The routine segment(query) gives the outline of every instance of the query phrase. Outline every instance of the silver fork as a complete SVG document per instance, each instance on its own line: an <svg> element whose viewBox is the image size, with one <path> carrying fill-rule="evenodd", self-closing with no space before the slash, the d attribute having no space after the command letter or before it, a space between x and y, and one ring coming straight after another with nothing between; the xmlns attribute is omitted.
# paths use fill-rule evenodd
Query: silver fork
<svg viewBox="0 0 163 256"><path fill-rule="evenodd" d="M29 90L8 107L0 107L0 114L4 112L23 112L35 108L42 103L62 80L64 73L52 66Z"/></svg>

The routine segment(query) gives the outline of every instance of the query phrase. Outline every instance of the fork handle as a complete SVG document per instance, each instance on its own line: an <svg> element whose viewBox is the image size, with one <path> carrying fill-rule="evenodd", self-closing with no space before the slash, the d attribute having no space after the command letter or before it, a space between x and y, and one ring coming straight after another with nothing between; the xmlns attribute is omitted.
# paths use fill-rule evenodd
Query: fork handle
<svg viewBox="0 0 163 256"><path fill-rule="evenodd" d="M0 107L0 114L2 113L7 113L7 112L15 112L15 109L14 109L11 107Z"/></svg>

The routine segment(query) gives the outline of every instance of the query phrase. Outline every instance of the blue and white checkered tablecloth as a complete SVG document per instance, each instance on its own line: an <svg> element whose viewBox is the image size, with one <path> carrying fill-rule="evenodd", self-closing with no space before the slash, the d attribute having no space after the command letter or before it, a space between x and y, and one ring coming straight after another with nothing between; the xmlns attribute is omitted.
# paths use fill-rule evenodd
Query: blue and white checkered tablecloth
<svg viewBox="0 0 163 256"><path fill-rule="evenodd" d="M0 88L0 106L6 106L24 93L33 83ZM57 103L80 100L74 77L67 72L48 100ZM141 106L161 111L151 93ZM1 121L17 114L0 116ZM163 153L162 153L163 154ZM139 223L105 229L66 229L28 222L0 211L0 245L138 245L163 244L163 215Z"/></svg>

SET TASK
Put every line of the records above into a numbered list, leaving out the blank lines.

ANSWER TO THIS EXERCISE
1. The routine segment(query) gives the outline of every instance of the query phrase. Outline every instance of the silver fork as a complete SVG document per instance, each instance on its own line: an <svg> element whose viewBox is the image size, with one <path> carrying fill-rule="evenodd", self-closing with no space before the slash, the d attribute having no space after the command letter or before it, a space between x and y, and one ring coming straight after another with nothing between; the xmlns attribute is omitted.
2. # paths use fill-rule evenodd
3. Query: silver fork
4. <svg viewBox="0 0 163 256"><path fill-rule="evenodd" d="M29 90L8 107L0 107L0 114L4 112L23 112L35 108L42 103L62 80L64 73L52 66Z"/></svg>
5. The routine segment(query) gives the outline of every instance of the query phrase. Outline every instance of the fork handle as a complete SVG document per instance, each instance on its own line: an <svg> element whose viewBox is the image size, with one <path> carrying fill-rule="evenodd", self-closing with no space before the slash, the d attribute having no space after the command letter or before it, a space between x and y, and one ring coming straight after another with nothing between; the xmlns attribute is omitted.
6. # paths use fill-rule evenodd
7. Query: fork handle
8. <svg viewBox="0 0 163 256"><path fill-rule="evenodd" d="M0 107L0 114L2 113L7 113L7 112L15 112L15 109L14 109L11 107Z"/></svg>
9. The routine segment(query) gives the outline of every instance of the query phrase. Outline every instance of the blue and white checkered tablecloth as a complete SVG document per instance, each instance on its own line: an <svg> element whose viewBox is the image size, with one <path> carrying fill-rule="evenodd", self-closing with no space before the slash, the d attribute having no space after the command letter or before it, a space between x and y, and one ring coming straight after another with nothing between; the xmlns attribute is omitted.
10. # paths use fill-rule evenodd
11. Query: blue and white checkered tablecloth
12. <svg viewBox="0 0 163 256"><path fill-rule="evenodd" d="M0 88L0 106L6 106L24 93L33 83ZM57 103L80 100L74 77L67 72L48 100ZM141 106L161 111L151 93ZM1 121L17 114L0 116ZM163 153L162 153L163 154ZM139 223L105 229L66 229L28 222L0 211L0 245L138 245L163 244L163 215Z"/></svg>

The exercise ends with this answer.